▶ **SELECTED EXTRACT**

####

In December 2016, the Israeli Knesset passed a number of changes to the Investments Law regimes. These changes came into law in May 2017, effective beginning January 1, 2017, upon the passing into law of Regulations promulgated by the Finance Ministry to implement the "Nexus Principles" based on OECD guidelines published as part of the Base Erosion and Profit Shifting (BEPS) project. Such Regulations provide rules for implementation of the Preferred Technology Enterprise tax regime.
The Company believes it qualifies as a Preferred Technology Enterprise and accordingly is eligible for a tax rate of 12% on its qualifying preferred technology income, as defined in such regulations, beginning from tax year 2017 and onwards. The Company expects that it will continue to qualify as a Preferred Technology Enterprise in subsequent tax years.
Income not eligible for Preferred Enterprise or Preferred Technology Enterprise benefits is taxed at the regular corporate tax rate, which remains 23% in 2023 (23% in 2022 and 2021).
2.Foreign Exchange Regulations:
Under the Foreign Exchange Regulations, NICE Ltd. and its Israeli subsidiary calculate their tax liability in U.S. Dollars according to certain orders. The tax liability, as calculated in U.S. Dollars, is translated into NIS according to the exchange rate as of December 31st of each year.

####

Data records:
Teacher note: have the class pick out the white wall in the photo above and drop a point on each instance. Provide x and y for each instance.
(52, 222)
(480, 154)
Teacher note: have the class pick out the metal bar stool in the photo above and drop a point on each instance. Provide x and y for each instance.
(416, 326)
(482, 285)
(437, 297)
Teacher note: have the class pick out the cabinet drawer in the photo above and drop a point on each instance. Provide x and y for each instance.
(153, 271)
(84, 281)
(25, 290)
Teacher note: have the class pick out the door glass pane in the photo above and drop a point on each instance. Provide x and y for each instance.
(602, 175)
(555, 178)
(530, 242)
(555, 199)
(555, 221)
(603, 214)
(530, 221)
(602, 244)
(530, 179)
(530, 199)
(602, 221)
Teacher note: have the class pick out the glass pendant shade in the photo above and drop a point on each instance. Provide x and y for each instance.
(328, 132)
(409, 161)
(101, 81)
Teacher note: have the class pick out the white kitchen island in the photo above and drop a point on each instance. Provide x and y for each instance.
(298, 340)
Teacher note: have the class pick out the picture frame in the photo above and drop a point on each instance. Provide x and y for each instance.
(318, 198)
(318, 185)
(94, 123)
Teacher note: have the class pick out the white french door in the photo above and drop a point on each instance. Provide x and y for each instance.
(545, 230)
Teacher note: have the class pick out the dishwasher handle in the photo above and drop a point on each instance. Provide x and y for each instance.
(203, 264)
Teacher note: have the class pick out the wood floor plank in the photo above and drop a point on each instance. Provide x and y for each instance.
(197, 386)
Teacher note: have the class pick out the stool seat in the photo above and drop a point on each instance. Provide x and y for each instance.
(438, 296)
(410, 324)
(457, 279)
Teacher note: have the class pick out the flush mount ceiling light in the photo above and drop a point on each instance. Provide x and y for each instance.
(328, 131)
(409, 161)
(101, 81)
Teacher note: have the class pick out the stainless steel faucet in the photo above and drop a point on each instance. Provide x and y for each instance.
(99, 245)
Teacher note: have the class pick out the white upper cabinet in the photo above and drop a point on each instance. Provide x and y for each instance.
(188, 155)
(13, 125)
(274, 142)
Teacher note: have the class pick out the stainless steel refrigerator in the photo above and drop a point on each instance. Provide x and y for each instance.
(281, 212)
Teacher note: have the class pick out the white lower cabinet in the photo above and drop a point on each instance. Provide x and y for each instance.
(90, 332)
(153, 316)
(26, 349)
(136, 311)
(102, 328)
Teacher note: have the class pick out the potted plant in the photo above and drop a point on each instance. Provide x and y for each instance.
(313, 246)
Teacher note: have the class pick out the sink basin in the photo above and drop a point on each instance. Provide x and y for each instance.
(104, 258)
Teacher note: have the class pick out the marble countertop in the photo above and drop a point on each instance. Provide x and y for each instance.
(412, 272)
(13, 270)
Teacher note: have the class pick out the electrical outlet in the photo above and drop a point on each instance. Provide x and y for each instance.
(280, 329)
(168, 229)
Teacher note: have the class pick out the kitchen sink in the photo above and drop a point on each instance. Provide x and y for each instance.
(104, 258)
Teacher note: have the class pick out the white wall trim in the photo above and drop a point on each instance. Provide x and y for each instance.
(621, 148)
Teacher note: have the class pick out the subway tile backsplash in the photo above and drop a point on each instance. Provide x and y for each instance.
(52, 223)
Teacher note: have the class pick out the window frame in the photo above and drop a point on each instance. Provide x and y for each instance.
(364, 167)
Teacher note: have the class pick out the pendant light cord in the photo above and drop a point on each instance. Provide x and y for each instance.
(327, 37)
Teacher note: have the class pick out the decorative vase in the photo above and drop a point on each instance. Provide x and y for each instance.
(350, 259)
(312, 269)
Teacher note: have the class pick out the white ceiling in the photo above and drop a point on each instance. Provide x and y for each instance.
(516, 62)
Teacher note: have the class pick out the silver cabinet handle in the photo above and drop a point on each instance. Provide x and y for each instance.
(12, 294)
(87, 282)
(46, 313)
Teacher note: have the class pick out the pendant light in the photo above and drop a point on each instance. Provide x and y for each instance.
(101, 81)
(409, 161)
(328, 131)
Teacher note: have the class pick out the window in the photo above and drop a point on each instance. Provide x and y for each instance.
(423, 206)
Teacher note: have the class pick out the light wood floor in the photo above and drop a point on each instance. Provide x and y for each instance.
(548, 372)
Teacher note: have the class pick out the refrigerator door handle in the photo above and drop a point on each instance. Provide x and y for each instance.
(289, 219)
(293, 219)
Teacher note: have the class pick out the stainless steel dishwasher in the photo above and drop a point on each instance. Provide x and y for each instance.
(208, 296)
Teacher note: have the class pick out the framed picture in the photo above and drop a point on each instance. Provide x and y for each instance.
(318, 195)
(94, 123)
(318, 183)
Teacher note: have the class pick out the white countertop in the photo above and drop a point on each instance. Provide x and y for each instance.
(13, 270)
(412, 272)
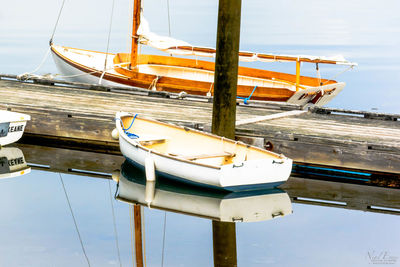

####

▶ **GIVEN PROBLEM**
Repeat, word for word, the stretch of the Israeli tax passage above from "The Company believes" through "subsequent tax years.".

▶ **WRITTEN SOLUTION**
The Company believes it qualifies as a Preferred Technology Enterprise and accordingly is eligible for a tax rate of 12% on its qualifying preferred technology income, as defined in such regulations, beginning from tax year 2017 and onwards. The Company expects that it will continue to qualify as a Preferred Technology Enterprise in subsequent tax years.